Re: [PATCH v2] arm64/mm: pmd_mkinvalid() must handle swap pmds

From: Will Deacon
Date: Tue Apr 30 2024 - 09:55:48 EST


On Tue, Apr 30, 2024 at 02:31:38PM +0100, Ryan Roberts wrote:
> __split_huge_pmd_locked() can be called for a present THP, devmap or
> (non-present) migration entry. It calls pmdp_invalidate()
> unconditionally on the pmdp and only determines if it is present or not
> based on the returned old pmd.
>
> But arm64's pmd_mkinvalid(), called by pmdp_invalidate(),
> unconditionally sets the PMD_PRESENT_INVALID flag, which causes future
> pmd_present() calls to return true - even for a swap pmd. Therefore any
> lockless pgtable walker could see the migration entry pmd in this state
> and start interpretting the fields (e.g. pmd_pfn()) as if it were
> present, leading to BadThings (TM). GUP-fast appears to be one such
> lockless pgtable walker.
>
> While the obvious fix is for core-mm to avoid such calls for non-present
> pmds (pmdp_invalidate() will also issue TLBI which is not necessary for
> this case either), all other arches that implement pmd_mkinvalid() do it
> in such a way that it is robust to being called with a non-present pmd.
> So it is simpler and safer to make arm64 robust too. This approach means
> we can even add tests to debug_vm_pgtable.c to validate the required
> behaviour.

◆ **Items**
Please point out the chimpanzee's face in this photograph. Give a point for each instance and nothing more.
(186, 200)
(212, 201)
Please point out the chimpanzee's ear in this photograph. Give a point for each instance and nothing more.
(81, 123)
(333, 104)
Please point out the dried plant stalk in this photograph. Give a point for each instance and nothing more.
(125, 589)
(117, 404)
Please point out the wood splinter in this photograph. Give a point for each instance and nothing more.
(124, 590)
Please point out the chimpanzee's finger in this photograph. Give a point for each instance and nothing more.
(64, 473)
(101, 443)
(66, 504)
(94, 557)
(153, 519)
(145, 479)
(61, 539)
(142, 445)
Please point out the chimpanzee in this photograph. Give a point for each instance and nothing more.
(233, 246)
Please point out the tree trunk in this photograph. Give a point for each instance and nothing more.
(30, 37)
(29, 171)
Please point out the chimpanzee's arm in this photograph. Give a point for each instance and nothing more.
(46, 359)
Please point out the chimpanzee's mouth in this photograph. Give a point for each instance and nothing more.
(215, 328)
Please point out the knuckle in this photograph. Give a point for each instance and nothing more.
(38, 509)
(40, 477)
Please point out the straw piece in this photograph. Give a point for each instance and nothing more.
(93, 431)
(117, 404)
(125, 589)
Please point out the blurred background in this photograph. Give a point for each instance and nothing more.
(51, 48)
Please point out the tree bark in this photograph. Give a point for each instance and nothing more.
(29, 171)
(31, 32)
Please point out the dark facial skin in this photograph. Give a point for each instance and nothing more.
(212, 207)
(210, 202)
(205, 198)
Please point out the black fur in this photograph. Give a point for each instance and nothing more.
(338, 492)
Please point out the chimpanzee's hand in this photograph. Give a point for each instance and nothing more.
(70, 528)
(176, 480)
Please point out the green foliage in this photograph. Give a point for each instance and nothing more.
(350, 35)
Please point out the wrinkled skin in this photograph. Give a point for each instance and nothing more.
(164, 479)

◆ **Directives**
1) Extract the stretch of the patch thread from "Re: [PATCH v2]" through "It calls pmdp_invalidate()".
2) In the patch thread, which flag does arm64's pmd_mkinvalid() set unconditionally?
The data after the patch thread is separate material.

◆ **Outputs**
1)
Re: [PATCH v2] arm64/mm: pmd_mkinvalid() must handle swap pmds

From: Will Deacon
Date: Tue Apr 30 2024 - 09:55:48 EST


On Tue, Apr 30, 2024 at 02:31:38PM +0100, Ryan Roberts wrote:
> __split_huge_pmd_locked() can be called for a present THP, devmap or
> (non-present) migration entry. It calls pmdp_invalidate()

2) PMD_PRESENT_INVALID